=== Fragment do przeczytania ===
————

Xiaomi i One Plus, czyli marki które zasłużenie cieszyły się mianem mistrzów rozsądnej ceny w stosunku do jakości, w tym roku nie wytrzymały. Ich flagowe urządzenia zrównały się kosztami z flagowcami innych producentów, a Apple, firma znana z olbrzymich marży i gigantycznych zysków, postanowiła pójść w drugą stronę. Dała sobie spokój z nowoczesnym wzornictwem, bezramkowymi konstrukcjami, zamiast tego zafundowała nam sentymentalny powrót do przeszłości – a konkretnie do roku 2016 i do modelu iPhone 7. Podrasowała go najnowszym procesorem, nieco lepszą optyką i… to w zasadzie wszystko. Tylko dwa aparaty, touch ID, mała ilość pamięci w podstawowej wersji, na pierwszy rzut oka nie ma tu nic, czym Apple mogłoby przyciągnąć nowych klientów. Ale to tylko pozory.

Reklama

Pierwszą rzeczą jest cena. Za wersję z 64 GB wbudowanej pamięci trzeba zapłacić 2199 zł. 128 GB pamięci to 2499 zł. Nigdy w historii wejście w ekosystem Appla nie był tak tanie. Firma przez lata konsekwentnie „strzygła” swoich wyznawców żądając bajońskich sum za nowe urządzenia, a ci zgrzytali zębami, ale karnie szli do sklepów i kupowali kolejne modele. W krajach biedniejszych, takich jak Polska, iPhone stał się więc synonimem luksusu i przedmiotem pożądania dla mas. Nawet, jeżeli te urządzenia nie były tego warte.

————

=== Dane wejściowe ===
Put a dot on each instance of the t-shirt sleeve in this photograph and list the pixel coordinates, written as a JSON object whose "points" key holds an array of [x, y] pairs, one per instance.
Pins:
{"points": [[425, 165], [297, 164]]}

————

=== Zadanie do wykonania ===
Powtórz dosłownie część tekstu o tanim iPhonie od słów „Xiaomi i One” aż do słów „to tylko pozory.” włącznie. Wykaz powyżej pochodzi z innego źródła.

=== Odpowiedź ===
Xiaomi i One Plus, czyli marki które zasłużenie cieszyły się mianem mistrzów rozsądnej ceny w stosunku do jakości, w tym roku nie wytrzymały. Ich flagowe urządzenia zrównały się kosztami z flagowcami innych producentów, a Apple, firma znana z olbrzymich marży i gigantycznych zysków, postanowiła pójść w drugą stronę. Dała sobie spokój z nowoczesnym wzornictwem, bezramkowymi konstrukcjami, zamiast tego zafundowała nam sentymentalny powrót do przeszłości – a konkretnie do roku 2016 i do modelu iPhone 7. Podrasowała go najnowszym procesorem, nieco lepszą optyką i… to w zasadzie wszystko. Tylko dwa aparaty, touch ID, mała ilość pamięci w podstawowej wersji, na pierwszy rzut oka nie ma tu nic, czym Apple mogłoby przyciągnąć nowych klientów. Ale to tylko pozory.